• _What to work on_: Only the lines that contain the string "background" belong in the answer; pull them from the records.

• _Records for this task_:
━━━━━━

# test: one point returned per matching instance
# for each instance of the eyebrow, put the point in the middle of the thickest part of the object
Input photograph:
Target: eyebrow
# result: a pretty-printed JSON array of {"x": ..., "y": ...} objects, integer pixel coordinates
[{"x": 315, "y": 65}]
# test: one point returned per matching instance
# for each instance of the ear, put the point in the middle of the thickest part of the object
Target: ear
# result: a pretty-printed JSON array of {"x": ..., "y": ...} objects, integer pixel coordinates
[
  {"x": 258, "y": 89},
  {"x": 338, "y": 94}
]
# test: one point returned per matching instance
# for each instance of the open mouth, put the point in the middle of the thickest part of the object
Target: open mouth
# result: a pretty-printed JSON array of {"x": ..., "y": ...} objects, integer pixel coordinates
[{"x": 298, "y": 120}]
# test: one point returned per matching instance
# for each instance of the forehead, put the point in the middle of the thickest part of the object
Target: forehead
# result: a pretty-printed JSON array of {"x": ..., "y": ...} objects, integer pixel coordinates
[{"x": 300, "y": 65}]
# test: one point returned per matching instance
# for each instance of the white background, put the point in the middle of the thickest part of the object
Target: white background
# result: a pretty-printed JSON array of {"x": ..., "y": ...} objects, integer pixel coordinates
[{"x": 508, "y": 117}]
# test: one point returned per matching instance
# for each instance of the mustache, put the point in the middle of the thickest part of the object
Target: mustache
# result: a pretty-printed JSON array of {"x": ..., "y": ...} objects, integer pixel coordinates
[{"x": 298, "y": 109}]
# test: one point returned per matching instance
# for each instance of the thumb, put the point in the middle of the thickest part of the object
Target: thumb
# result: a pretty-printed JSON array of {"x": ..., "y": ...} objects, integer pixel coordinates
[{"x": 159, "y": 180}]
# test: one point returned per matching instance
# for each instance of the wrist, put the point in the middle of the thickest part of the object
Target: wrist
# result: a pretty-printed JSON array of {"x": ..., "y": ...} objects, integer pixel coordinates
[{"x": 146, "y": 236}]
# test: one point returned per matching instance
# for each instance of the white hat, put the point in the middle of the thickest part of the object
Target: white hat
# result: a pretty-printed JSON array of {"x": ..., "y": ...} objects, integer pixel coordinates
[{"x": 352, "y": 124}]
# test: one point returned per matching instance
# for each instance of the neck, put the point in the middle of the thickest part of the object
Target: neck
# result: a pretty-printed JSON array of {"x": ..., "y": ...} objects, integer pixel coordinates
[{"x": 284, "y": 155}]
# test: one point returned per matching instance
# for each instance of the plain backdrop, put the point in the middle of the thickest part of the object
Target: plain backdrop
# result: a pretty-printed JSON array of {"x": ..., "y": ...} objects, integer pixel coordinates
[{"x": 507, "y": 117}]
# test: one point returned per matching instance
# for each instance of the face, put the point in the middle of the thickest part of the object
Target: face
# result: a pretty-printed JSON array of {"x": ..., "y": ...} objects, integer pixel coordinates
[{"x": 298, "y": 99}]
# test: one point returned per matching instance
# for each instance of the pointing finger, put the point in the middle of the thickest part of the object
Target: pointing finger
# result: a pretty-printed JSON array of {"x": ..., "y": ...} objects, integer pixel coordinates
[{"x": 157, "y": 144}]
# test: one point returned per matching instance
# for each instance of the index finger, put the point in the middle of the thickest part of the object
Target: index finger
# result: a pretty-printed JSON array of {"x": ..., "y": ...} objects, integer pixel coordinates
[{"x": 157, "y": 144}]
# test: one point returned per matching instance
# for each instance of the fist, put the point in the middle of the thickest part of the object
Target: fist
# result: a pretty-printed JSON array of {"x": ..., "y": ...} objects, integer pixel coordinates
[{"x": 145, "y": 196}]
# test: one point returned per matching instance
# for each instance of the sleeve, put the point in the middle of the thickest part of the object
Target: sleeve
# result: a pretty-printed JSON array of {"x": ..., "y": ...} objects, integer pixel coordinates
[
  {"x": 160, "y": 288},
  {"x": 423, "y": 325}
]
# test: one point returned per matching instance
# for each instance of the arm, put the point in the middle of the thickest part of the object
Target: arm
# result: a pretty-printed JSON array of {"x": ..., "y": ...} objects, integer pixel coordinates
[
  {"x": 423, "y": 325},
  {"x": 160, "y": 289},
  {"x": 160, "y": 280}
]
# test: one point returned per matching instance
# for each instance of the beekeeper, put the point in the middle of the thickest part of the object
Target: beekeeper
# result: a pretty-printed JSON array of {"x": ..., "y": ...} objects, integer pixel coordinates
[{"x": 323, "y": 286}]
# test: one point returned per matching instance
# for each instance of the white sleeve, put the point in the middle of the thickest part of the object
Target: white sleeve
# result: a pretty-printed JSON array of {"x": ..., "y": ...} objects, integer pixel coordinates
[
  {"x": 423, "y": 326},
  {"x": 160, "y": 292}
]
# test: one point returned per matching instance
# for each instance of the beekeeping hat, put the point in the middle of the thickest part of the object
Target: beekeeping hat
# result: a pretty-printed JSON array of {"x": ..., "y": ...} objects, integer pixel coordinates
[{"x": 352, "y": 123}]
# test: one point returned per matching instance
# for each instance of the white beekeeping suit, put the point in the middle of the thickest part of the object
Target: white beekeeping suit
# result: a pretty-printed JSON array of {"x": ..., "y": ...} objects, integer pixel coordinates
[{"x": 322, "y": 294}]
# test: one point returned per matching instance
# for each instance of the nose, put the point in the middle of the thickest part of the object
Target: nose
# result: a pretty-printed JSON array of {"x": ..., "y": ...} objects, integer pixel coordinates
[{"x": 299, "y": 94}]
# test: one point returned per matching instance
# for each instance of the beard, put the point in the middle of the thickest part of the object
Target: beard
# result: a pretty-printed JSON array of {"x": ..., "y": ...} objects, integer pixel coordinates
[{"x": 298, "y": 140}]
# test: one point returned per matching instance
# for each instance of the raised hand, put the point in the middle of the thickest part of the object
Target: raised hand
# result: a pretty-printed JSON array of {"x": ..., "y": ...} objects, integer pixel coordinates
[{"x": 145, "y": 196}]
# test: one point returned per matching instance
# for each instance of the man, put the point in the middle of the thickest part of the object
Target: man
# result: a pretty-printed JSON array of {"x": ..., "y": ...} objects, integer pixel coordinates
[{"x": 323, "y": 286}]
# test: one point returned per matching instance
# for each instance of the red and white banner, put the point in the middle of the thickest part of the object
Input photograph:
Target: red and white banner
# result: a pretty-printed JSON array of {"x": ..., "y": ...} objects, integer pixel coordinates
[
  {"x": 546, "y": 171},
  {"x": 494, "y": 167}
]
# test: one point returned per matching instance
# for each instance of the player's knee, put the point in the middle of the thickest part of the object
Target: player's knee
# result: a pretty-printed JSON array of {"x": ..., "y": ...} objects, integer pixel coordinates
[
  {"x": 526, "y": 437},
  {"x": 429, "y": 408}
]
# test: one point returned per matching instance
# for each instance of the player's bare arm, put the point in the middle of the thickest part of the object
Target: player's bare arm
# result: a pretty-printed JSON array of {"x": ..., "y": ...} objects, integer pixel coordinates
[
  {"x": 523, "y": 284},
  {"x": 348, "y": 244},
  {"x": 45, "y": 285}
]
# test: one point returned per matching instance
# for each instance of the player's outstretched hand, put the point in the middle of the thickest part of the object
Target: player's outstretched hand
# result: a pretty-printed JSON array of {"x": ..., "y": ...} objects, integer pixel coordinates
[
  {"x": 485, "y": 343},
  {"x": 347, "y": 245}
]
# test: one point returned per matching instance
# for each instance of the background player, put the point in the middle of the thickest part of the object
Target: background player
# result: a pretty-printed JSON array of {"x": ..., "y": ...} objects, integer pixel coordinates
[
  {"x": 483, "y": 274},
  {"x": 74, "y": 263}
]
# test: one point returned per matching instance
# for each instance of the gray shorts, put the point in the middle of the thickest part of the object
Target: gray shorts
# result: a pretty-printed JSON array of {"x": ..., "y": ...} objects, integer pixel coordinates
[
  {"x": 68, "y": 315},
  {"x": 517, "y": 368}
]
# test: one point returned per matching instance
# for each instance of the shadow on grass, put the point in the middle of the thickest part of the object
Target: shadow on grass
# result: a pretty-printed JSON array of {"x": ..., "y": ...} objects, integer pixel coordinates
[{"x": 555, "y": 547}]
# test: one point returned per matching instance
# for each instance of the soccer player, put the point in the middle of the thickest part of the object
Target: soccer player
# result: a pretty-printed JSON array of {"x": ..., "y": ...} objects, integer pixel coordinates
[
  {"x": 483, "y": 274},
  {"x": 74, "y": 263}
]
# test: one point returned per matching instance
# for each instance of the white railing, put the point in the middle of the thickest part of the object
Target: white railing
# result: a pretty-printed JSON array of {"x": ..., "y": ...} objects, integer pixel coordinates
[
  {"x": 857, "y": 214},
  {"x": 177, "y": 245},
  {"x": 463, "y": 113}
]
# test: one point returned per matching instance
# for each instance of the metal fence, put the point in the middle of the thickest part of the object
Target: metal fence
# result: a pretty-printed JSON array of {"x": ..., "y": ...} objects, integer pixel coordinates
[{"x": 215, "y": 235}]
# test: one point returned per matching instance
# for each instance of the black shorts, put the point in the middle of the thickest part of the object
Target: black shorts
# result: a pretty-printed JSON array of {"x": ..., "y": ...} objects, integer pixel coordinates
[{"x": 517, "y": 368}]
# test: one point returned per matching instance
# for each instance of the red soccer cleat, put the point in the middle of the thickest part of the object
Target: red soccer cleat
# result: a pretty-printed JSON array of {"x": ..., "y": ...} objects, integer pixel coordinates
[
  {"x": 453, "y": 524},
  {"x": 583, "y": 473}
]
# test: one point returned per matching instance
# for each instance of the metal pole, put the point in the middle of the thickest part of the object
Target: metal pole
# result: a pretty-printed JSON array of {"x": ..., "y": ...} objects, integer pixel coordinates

━━━━━━

• _The answer_:
# for each instance of the white background, put the point in the middle of the thickest part of the object
Target: white background
# for each instance of the background player, put the point in the middle of the thickest part of the object
Target: background player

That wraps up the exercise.